WHAT YOU ARE ASKED TO DO —
Return every line in the records below that contains the word "chair".

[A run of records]
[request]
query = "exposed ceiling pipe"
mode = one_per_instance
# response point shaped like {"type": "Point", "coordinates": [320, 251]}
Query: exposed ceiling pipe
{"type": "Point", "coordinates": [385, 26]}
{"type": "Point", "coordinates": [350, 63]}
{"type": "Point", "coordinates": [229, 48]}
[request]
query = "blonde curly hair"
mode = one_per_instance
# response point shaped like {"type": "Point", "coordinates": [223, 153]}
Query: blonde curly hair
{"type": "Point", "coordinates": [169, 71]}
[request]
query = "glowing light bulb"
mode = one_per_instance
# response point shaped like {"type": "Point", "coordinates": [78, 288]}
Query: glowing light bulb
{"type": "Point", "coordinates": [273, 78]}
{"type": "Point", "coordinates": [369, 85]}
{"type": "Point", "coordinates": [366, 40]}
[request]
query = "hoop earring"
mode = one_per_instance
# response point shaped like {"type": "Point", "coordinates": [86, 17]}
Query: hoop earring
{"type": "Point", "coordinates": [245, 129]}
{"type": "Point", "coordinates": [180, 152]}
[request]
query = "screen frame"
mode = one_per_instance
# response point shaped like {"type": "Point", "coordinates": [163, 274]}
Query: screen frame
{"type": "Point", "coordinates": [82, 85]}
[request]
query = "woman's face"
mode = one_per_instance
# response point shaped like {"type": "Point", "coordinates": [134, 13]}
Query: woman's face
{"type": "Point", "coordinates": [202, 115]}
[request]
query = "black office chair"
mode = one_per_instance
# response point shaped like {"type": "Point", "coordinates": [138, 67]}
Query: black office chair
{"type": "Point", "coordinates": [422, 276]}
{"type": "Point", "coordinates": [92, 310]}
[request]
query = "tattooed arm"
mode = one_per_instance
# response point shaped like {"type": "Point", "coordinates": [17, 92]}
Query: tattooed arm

ANSWER TO THIS EXERCISE —
query = "black office chair"
Query: black office chair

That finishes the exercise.